:: SOURCE PASSAGE ::

Status
Current state: Under Discussion
Discussion thread: Support python language in flink TableAPI
JIRA:
Released: <Flink Version>
Please keep the discussion on the mailing list rather than commenting on the wiki (wiki discussions get unwieldy fast).
Motivation
At the Flink API level, we have DataStreamAPI/DataSetAPI/TableAPI&SQL, the Table API will become the first-class citizen. Table API is declarative and can be automatically optimized, which is mentioned in the Flink mid-term roadmap by Stephan. So, first considering supporting Python at the Table level to cater to the current large number of analytics users. So this proposal will cover the following items:
- Python TableAPI Interface
Introduces a set of Python Table API which should mirror Java / Scala Table API, i.e. the interfaces should including such as Table, TableEnvironment, TableConfig, etc.
- Python TableAPI Implementation Architecture
We will offer two alternative architecture options, one for pure Python language support and one for extended multi-language design(long-term goals).
- Job Submission
Python Table API programs should be similarly submitted and deployed as Java / Scala Table API programs, Such as CLI, web, containerized, etc.
Modules
- flink-python(maven module)
- pyflink(python package)
- table
- shell
- streaming(in the future)
- others...
- pyflink(python package)
- flink-clients(maven module)
Support for submitting Python Table API job in CliFrontend, such as `flink run -py wordcount.py`.
We need to add components in FLINK JIRA as follows:
- API/Python - for Python API (already exists)
- Python Shell - for interactive Python program
Architecture
We don't develop python operators like `flink-python` and `flink-stream-python`. To get the most out of the existing Java/Scala results (the Calcite-based optimizer), the Python Table API only needs to define the Python Table API interface. Calls to the existing Java Table API implementation to meet the needs of python users with minimal effort. So our main job is to implement communication between Python VM and Java VM, as shown below:
Currently, we have two options for the implementation of RPC.
Approach 1
For Python API, a very mature solution is to choose Py4J as shown below:
At Python Side, Py4J provides a JavaGateway object. It has a field “jvm” which enables Python program to access the Java classes directly. We can construct the Python wrappers for the Java classes through it.
At the Java side, Py4J provides GatewayServer. It receives the Python API requests and we can use it to delegate all the method calling of the Python API to the corresponding Java/Scala Table API.

:::
:: LISTED RECORDS ::

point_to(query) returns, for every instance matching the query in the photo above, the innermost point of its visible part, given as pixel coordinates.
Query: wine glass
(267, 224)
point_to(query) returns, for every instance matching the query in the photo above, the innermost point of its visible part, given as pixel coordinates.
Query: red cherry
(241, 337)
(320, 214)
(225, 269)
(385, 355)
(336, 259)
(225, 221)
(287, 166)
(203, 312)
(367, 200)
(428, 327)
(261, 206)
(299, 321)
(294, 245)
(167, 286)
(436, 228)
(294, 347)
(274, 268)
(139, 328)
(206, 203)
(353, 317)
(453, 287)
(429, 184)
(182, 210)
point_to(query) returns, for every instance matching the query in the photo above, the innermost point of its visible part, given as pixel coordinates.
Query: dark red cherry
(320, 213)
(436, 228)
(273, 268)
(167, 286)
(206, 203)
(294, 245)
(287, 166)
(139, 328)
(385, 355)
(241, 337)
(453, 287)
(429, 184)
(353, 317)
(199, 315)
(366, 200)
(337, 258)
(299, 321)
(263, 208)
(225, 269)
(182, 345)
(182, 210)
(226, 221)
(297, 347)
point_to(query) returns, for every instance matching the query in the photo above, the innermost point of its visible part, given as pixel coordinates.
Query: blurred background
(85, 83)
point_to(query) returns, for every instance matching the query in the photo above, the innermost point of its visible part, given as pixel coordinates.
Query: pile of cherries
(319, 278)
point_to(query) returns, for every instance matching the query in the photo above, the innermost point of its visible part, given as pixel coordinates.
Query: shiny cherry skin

:::

From the Flink Python Table API proposal, extract verbatim the part that opens with the words containing "- flink-clients(maven module)" and closes with "implementation of RPC.".

- flink-clients(maven module)
Support for submitting Python Table API job in CliFrontend, such as `flink run -py wordcount.py`.
We need to add components in FLINK JIRA as follows:
- API/Python - for Python API (already exists)
- Python Shell - for interactive Python program
Architecture
We don't develop python operators like `flink-python` and `flink-stream-python`. To get the most out of the existing Java/Scala results (the Calcite-based optimizer), the Python Table API only needs to define the Python Table API interface. Calls to the existing Java Table API implementation to meet the needs of python users with minimal effort. So our main job is to implement communication between Python VM and Java VM, as shown below:
Currently, we have two options for the implementation of RPC.